▶ Exercise brief:
Count the lines in the records below that contain the string "shirt", treating uppercase and lowercase as different, and reply with the number alone.
start
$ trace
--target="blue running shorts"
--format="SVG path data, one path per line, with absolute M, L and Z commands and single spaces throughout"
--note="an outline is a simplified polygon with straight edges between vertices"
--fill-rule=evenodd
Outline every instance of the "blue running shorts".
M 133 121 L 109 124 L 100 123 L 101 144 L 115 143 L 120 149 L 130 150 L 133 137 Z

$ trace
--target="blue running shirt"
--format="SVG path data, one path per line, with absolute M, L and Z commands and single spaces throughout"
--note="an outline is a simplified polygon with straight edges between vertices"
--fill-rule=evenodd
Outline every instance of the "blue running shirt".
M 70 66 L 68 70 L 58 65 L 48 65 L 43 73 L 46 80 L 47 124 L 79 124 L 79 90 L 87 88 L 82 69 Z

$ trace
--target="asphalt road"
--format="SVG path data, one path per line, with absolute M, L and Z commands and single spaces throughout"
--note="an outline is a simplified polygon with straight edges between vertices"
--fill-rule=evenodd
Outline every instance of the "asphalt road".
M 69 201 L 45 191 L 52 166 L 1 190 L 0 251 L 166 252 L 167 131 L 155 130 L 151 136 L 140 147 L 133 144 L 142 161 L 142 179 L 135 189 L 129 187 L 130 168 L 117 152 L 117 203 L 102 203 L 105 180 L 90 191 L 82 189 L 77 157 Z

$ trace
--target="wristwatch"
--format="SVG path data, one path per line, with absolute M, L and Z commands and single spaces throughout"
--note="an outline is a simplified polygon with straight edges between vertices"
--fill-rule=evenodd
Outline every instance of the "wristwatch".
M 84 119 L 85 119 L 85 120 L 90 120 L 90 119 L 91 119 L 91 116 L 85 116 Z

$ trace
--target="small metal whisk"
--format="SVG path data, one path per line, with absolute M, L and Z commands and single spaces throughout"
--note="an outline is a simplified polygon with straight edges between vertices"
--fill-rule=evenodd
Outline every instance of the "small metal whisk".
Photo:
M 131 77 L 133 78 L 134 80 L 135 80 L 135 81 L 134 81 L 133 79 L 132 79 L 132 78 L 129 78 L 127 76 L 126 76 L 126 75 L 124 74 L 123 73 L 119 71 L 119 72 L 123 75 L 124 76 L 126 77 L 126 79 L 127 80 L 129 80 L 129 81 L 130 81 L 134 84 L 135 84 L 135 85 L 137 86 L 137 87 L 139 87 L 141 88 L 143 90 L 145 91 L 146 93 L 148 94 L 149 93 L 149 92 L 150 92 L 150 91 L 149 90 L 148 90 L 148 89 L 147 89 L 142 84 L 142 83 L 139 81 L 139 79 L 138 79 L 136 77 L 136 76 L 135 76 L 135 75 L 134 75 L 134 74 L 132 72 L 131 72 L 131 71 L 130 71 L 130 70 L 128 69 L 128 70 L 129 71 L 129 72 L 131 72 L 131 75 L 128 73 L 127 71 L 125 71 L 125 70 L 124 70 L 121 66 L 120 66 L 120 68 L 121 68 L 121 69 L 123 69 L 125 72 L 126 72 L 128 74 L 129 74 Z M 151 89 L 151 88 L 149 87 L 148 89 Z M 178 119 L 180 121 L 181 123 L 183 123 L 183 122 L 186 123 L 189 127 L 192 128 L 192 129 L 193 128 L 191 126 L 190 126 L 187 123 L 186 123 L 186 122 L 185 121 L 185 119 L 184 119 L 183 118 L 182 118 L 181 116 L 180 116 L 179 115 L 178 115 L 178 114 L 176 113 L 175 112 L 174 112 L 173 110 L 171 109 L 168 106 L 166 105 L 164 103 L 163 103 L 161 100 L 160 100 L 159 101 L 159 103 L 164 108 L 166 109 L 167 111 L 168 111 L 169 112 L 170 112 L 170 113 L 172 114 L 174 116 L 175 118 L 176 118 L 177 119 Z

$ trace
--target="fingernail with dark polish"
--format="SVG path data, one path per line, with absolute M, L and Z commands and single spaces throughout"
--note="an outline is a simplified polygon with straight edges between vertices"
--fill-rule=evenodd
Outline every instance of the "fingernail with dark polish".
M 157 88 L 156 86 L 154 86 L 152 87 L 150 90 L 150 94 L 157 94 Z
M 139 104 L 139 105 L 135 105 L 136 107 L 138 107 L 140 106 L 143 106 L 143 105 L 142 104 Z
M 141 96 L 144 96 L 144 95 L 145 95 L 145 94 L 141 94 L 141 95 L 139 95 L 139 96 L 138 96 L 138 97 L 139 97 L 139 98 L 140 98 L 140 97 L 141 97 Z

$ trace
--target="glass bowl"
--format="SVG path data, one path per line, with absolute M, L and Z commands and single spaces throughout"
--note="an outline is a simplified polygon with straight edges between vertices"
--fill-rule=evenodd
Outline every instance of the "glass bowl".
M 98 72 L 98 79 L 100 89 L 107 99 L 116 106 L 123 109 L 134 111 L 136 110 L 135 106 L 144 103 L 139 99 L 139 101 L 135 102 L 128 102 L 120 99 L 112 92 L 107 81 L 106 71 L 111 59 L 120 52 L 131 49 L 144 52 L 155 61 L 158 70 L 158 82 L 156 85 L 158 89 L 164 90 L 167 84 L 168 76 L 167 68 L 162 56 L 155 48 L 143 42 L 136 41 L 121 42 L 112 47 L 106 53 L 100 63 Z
end
start
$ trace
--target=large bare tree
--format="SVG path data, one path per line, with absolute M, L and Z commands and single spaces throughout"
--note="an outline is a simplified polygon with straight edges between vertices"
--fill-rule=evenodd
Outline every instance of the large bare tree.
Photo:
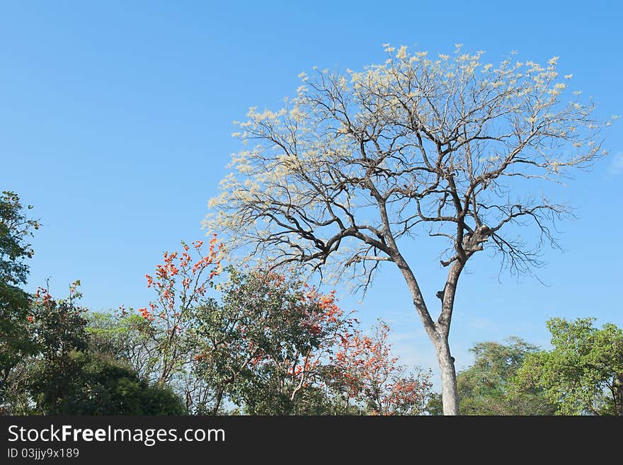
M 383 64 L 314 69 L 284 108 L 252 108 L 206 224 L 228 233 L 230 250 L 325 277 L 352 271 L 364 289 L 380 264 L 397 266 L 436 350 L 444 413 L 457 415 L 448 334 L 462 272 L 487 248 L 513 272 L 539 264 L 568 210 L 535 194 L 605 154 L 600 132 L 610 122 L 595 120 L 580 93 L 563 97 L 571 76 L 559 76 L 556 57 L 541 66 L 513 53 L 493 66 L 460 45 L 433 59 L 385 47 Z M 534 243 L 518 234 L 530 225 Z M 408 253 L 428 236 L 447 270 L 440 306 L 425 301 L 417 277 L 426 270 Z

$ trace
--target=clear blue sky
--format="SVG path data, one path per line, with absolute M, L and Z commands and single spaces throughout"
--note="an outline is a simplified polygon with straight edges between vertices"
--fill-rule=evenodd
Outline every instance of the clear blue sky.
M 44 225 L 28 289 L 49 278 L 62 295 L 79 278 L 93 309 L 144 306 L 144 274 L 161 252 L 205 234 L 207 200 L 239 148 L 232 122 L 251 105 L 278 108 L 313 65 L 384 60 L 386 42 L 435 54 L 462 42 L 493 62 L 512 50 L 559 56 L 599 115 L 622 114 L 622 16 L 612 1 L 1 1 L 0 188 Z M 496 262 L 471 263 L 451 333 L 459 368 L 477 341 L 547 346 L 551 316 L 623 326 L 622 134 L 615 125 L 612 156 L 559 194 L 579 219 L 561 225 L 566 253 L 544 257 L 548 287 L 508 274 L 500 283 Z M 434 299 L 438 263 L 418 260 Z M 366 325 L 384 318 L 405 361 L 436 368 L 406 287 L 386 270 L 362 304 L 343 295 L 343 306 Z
end
▶ Solved exercise:
2